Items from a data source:
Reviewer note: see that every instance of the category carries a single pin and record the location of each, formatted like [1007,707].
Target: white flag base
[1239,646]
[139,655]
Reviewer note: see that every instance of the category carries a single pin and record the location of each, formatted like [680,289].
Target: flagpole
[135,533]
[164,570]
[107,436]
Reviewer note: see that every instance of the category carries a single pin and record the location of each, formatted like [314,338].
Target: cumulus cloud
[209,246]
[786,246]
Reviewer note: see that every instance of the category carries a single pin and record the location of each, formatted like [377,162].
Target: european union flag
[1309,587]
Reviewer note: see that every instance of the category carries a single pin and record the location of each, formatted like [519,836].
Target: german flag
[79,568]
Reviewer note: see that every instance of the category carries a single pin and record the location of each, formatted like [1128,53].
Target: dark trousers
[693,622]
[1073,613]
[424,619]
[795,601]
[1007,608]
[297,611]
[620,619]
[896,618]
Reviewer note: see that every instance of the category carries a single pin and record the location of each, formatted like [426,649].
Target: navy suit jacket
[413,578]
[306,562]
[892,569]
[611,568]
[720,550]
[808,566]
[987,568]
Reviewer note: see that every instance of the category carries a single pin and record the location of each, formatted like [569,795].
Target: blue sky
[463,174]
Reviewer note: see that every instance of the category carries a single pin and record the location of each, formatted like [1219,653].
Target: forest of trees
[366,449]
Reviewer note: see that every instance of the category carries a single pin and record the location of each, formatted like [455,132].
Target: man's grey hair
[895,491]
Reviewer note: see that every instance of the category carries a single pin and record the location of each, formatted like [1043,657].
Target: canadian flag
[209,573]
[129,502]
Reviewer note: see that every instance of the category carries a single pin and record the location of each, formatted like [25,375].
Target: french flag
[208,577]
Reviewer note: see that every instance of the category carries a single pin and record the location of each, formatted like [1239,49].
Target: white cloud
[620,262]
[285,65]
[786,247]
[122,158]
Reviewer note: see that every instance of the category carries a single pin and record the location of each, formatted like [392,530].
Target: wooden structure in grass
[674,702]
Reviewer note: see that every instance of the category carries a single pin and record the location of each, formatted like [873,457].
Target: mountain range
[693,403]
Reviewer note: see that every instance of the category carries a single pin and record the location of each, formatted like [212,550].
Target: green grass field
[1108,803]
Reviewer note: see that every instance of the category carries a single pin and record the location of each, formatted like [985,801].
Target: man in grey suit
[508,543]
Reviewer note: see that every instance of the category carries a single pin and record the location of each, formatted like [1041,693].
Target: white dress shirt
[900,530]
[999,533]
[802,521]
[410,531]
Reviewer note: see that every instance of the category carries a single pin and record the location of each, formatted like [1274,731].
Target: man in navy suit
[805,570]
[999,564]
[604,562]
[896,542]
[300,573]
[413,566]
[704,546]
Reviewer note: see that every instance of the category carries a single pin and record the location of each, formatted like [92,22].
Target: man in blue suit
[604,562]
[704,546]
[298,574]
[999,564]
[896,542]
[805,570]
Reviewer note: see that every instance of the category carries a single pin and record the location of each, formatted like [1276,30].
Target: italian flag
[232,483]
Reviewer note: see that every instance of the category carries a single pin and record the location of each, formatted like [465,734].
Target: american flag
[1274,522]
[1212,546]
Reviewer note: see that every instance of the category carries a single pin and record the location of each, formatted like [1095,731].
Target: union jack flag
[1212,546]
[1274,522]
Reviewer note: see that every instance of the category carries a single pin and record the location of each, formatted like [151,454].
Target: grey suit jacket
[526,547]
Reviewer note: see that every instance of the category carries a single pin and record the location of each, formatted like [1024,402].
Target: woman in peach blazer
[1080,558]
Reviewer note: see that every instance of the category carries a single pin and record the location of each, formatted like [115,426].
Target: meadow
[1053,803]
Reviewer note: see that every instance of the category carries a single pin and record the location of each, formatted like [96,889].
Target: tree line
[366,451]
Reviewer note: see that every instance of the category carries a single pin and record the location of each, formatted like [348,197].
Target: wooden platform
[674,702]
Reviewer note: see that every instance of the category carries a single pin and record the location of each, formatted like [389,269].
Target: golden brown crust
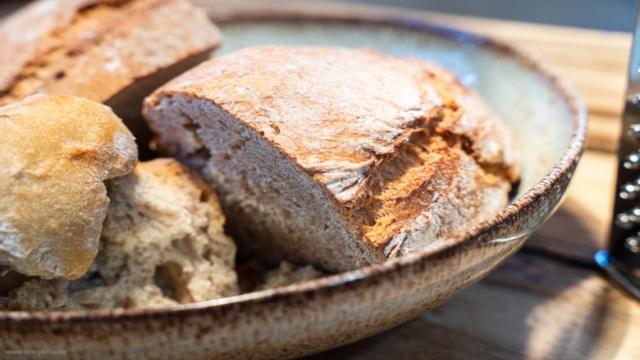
[96,48]
[55,153]
[387,137]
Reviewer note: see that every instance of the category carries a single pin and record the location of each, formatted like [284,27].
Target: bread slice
[336,157]
[112,51]
[162,243]
[55,154]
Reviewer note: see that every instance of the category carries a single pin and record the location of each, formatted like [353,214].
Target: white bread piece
[55,154]
[112,51]
[336,157]
[162,243]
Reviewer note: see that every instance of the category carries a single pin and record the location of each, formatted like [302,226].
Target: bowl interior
[535,113]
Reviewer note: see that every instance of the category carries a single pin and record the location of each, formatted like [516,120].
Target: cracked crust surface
[55,154]
[405,151]
[94,48]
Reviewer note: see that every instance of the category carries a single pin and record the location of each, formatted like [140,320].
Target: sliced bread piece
[336,157]
[55,154]
[112,51]
[162,243]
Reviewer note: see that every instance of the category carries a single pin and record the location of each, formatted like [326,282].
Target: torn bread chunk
[336,157]
[112,51]
[162,244]
[55,154]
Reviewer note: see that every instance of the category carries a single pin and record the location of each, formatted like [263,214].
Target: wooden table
[548,300]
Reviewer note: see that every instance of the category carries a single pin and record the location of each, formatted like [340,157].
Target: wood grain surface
[548,300]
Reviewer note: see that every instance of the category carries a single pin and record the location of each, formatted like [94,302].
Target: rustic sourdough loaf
[55,154]
[336,157]
[162,243]
[111,51]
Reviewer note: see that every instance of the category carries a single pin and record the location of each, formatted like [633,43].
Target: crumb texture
[386,154]
[162,244]
[55,154]
[288,274]
[96,48]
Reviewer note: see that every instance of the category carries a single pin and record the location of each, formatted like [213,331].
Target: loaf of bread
[336,157]
[162,243]
[55,154]
[111,51]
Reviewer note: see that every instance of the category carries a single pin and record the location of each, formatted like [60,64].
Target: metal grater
[622,261]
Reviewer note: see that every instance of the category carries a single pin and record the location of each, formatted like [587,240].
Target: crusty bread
[336,157]
[162,243]
[111,51]
[55,154]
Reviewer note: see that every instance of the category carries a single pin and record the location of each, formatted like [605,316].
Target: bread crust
[98,48]
[55,154]
[388,138]
[162,243]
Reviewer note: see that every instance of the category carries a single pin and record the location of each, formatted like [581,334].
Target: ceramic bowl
[546,118]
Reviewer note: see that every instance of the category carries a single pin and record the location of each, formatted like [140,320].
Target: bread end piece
[114,52]
[336,157]
[55,154]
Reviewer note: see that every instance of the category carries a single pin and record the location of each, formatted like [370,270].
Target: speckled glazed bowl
[546,118]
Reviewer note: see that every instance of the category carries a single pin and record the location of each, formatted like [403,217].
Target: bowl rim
[334,283]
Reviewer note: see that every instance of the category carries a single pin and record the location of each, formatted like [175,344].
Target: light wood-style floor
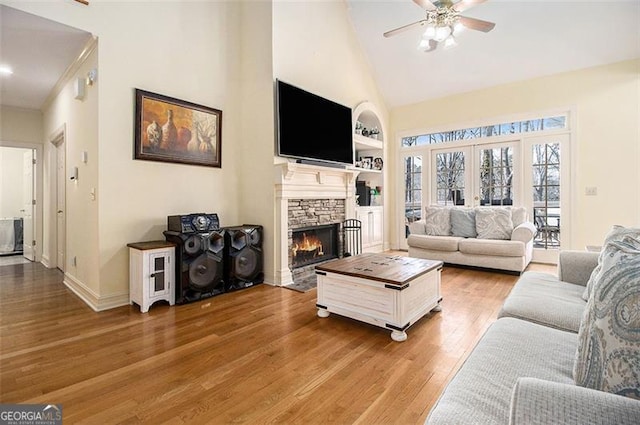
[256,356]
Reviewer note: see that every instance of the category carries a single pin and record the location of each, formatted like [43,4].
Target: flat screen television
[310,127]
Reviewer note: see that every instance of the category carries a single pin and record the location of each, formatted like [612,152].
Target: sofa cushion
[542,298]
[492,247]
[437,243]
[538,402]
[493,223]
[608,354]
[463,222]
[481,390]
[617,233]
[437,221]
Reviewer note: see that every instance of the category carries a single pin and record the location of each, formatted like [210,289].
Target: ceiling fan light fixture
[430,32]
[5,70]
[450,42]
[442,33]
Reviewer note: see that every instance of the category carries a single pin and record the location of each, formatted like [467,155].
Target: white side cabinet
[372,228]
[151,273]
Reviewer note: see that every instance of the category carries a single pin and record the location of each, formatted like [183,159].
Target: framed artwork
[173,130]
[367,162]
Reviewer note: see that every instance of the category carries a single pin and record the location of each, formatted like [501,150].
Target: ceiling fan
[443,21]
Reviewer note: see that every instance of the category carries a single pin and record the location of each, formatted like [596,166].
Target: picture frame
[174,130]
[367,162]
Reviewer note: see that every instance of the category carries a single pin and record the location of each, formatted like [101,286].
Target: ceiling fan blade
[404,28]
[476,24]
[425,4]
[463,5]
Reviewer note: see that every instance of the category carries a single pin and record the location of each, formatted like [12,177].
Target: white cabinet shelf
[364,143]
[151,273]
[369,149]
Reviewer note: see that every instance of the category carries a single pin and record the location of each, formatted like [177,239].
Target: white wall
[20,125]
[79,118]
[316,49]
[219,54]
[180,49]
[606,100]
[255,159]
[11,181]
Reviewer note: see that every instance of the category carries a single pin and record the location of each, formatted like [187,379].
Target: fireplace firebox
[314,244]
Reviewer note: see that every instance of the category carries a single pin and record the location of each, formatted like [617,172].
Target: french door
[477,175]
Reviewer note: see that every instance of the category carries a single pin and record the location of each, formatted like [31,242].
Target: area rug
[303,285]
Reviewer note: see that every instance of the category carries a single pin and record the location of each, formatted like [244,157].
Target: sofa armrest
[535,401]
[524,232]
[418,228]
[576,266]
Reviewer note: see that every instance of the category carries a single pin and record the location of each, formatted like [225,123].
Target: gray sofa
[521,371]
[435,238]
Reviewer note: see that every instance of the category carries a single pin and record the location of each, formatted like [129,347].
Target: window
[516,127]
[496,176]
[450,178]
[413,189]
[546,194]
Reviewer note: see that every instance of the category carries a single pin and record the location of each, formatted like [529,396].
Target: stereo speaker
[199,264]
[244,259]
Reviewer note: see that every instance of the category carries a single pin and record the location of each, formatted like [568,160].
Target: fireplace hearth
[314,244]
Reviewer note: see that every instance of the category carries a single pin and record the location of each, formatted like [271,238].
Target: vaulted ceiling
[38,51]
[531,38]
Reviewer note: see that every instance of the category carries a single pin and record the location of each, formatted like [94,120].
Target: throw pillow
[518,215]
[437,221]
[493,223]
[463,222]
[608,353]
[617,233]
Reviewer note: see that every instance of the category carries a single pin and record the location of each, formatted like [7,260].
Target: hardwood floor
[255,356]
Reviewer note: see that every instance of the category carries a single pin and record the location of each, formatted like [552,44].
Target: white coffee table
[389,291]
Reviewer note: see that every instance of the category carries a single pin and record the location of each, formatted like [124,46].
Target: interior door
[60,206]
[547,193]
[28,205]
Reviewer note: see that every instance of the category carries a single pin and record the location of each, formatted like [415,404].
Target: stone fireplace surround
[305,213]
[330,192]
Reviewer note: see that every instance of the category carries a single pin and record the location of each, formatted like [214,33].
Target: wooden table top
[392,269]
[144,246]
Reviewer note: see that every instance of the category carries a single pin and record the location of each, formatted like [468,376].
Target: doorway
[58,199]
[17,204]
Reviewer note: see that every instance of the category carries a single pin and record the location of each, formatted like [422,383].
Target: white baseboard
[93,300]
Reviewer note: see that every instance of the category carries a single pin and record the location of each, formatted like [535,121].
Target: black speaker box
[199,269]
[244,259]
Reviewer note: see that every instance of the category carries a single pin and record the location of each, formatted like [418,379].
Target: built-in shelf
[370,148]
[367,170]
[363,143]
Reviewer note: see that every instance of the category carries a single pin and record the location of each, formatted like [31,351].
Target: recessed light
[5,70]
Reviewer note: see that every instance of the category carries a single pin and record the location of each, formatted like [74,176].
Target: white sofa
[488,237]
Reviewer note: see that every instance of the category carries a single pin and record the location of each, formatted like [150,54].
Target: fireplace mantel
[302,181]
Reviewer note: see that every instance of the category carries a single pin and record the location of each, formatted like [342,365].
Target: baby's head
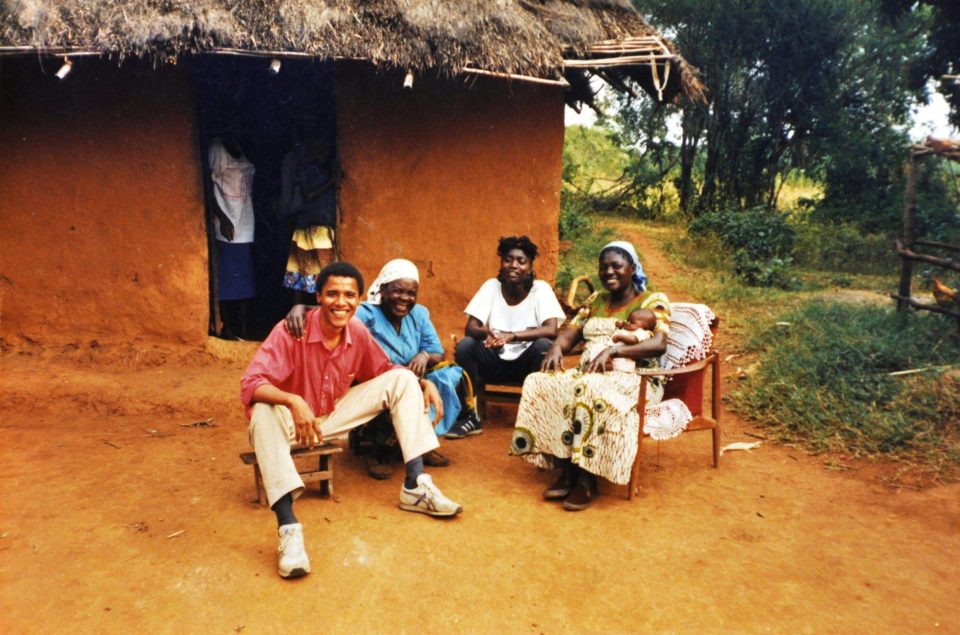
[641,319]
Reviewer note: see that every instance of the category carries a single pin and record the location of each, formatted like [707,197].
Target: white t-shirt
[492,310]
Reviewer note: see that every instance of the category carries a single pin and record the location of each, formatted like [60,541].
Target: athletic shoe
[427,499]
[468,426]
[294,562]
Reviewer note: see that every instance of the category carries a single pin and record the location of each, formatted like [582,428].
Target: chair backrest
[692,329]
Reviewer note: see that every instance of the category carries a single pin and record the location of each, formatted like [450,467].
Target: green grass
[824,382]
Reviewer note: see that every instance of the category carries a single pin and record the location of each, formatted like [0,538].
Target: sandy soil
[115,516]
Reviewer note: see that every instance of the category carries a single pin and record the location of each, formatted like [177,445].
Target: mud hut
[447,118]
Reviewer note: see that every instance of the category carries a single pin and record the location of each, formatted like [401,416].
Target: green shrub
[845,248]
[575,220]
[824,382]
[761,241]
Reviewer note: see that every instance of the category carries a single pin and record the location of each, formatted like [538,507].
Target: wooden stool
[321,471]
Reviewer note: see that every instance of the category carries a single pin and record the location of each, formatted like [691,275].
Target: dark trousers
[484,365]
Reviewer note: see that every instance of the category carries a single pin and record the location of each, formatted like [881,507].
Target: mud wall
[101,214]
[438,173]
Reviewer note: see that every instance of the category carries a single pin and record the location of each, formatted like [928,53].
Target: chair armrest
[689,368]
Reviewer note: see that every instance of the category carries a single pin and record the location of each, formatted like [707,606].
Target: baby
[602,333]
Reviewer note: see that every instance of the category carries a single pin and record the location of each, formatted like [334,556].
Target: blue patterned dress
[417,334]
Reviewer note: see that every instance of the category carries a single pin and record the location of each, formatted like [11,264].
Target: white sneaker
[294,562]
[427,499]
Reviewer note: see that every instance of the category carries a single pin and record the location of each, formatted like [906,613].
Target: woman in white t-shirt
[511,322]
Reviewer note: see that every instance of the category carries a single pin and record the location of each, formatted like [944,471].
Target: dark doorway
[249,114]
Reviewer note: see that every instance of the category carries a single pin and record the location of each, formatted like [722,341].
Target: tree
[791,84]
[942,54]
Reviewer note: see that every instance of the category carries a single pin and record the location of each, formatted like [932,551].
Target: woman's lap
[590,418]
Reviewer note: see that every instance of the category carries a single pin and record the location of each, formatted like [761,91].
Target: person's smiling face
[338,300]
[397,298]
[615,271]
[515,266]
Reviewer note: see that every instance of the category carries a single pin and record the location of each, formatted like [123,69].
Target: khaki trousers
[272,431]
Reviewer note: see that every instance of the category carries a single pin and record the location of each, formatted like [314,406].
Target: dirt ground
[117,516]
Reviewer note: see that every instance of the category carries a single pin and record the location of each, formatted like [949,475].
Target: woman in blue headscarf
[584,420]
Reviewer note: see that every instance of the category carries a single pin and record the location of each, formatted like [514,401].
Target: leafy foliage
[760,240]
[824,381]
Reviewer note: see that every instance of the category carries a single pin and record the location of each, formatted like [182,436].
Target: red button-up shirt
[307,368]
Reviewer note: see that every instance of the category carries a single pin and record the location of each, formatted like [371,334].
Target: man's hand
[496,339]
[431,397]
[419,363]
[305,422]
[296,321]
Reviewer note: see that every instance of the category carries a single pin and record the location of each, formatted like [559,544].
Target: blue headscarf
[639,278]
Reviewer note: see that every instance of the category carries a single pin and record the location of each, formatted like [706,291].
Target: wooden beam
[521,78]
[617,61]
[924,306]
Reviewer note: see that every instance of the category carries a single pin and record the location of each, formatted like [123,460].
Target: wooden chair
[687,384]
[509,392]
[321,470]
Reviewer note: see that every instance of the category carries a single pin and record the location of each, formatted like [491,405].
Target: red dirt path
[99,476]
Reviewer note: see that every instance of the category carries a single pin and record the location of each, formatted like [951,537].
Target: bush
[824,382]
[845,248]
[575,220]
[761,241]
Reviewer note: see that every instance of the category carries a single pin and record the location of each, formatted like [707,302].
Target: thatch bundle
[529,37]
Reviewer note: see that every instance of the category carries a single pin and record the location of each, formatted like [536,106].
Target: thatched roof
[525,37]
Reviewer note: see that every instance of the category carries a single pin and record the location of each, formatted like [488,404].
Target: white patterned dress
[590,418]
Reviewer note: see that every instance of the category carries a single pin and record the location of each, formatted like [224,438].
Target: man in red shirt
[333,379]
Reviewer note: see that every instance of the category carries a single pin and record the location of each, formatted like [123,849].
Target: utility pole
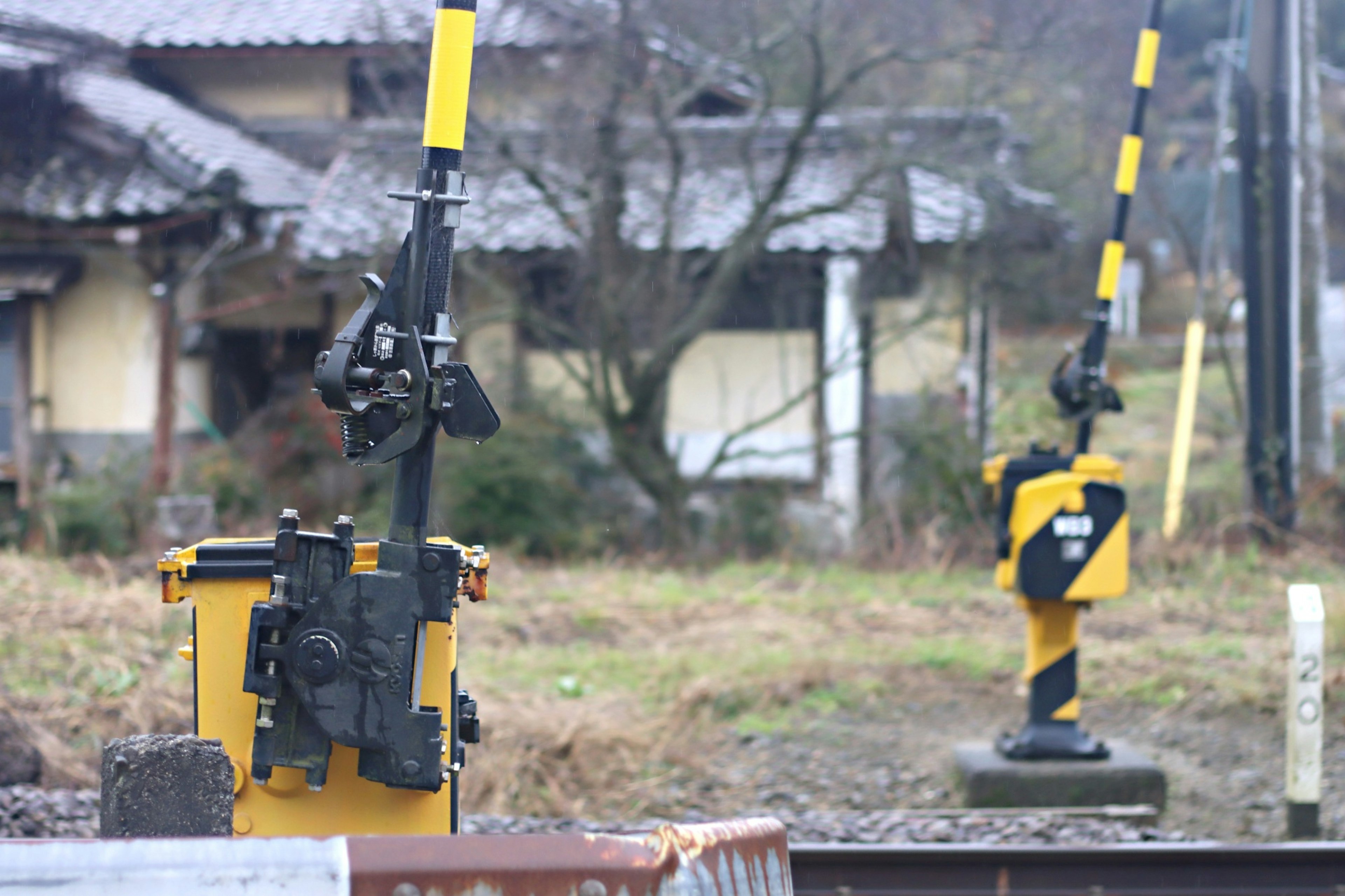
[1273,290]
[1319,451]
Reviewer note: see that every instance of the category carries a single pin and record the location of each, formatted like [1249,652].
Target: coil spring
[354,436]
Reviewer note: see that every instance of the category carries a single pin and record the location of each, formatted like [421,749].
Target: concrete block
[1126,778]
[167,786]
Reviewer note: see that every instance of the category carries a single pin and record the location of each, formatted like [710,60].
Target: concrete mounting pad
[1126,778]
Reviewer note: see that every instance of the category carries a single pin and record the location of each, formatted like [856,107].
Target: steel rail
[1122,870]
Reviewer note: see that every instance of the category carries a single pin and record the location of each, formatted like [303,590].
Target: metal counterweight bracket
[385,389]
[338,657]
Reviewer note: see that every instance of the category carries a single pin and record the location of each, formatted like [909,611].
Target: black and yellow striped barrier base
[1052,672]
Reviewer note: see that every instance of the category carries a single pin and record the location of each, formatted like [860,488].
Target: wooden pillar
[166,411]
[21,408]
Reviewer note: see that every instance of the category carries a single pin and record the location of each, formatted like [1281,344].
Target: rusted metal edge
[1121,870]
[746,857]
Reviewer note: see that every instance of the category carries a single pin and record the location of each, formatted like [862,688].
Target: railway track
[1126,870]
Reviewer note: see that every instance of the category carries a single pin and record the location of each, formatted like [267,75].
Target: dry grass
[615,692]
[87,658]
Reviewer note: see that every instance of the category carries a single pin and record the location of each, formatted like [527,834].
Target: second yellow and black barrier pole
[1063,529]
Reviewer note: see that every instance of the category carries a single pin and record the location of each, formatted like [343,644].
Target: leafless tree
[616,163]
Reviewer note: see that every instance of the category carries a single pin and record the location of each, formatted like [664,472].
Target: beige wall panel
[268,88]
[730,378]
[915,348]
[103,349]
[40,365]
[294,314]
[194,387]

The problem:
Which lines above run from the one containing "formatted like [722,341]." to the one containing "formatted like [761,91]."? Give them again exactly, both ends included.

Answer for this exercise:
Reviewer note: see that every instance of the category carries a single pin and record the location of each, formatted like [722,341].
Target: tree
[791,84]
[942,54]
Reviewer note: see that every instance of the category carries a single pin and record the location of each, formatted like [932,551].
Target: woman's lap
[590,418]
Reviewer note: see that every instance of the category carries a single pin and record the location of each, formatted like [761,91].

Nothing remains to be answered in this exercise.